* _Stored items_
---*---
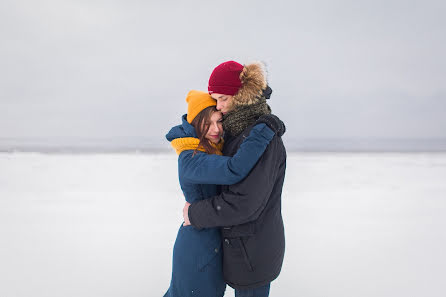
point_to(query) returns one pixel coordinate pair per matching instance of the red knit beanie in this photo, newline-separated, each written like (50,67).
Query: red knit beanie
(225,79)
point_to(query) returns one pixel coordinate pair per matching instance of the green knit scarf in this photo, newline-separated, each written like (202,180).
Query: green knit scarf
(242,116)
---*---
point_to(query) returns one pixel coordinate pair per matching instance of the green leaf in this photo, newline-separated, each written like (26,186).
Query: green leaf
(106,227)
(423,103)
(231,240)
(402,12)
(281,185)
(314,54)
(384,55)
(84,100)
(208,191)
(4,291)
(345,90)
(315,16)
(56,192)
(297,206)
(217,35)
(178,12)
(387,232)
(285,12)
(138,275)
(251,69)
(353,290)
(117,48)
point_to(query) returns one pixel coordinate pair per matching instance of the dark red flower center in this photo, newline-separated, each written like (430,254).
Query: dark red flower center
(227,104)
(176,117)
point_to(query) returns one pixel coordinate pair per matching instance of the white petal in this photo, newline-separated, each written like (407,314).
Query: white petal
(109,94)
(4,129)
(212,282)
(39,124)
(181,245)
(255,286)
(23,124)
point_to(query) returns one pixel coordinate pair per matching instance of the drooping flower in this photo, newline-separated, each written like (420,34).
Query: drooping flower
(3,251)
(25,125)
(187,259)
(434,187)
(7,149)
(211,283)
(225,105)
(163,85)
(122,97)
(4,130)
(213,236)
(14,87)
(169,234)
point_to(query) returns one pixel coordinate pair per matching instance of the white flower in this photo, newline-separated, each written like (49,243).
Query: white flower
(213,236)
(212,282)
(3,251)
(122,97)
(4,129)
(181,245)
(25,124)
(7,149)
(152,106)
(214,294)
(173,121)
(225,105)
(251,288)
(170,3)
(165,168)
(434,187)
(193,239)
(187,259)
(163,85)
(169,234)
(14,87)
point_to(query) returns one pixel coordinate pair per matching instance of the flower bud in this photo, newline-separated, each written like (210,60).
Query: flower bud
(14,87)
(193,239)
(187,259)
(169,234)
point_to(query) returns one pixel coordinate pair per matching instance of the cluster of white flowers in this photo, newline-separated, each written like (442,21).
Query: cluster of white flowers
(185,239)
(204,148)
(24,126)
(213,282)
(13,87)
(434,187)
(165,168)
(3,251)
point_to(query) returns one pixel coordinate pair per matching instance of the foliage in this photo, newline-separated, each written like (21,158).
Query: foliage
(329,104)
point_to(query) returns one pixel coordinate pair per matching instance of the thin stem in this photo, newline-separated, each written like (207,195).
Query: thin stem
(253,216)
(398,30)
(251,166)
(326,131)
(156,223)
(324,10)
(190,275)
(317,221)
---*---
* _Instructions to follow_
State how many lines in the material above contain the string "cluster", matching case exactly. Reply with the number alone.

* _Solved problem_
2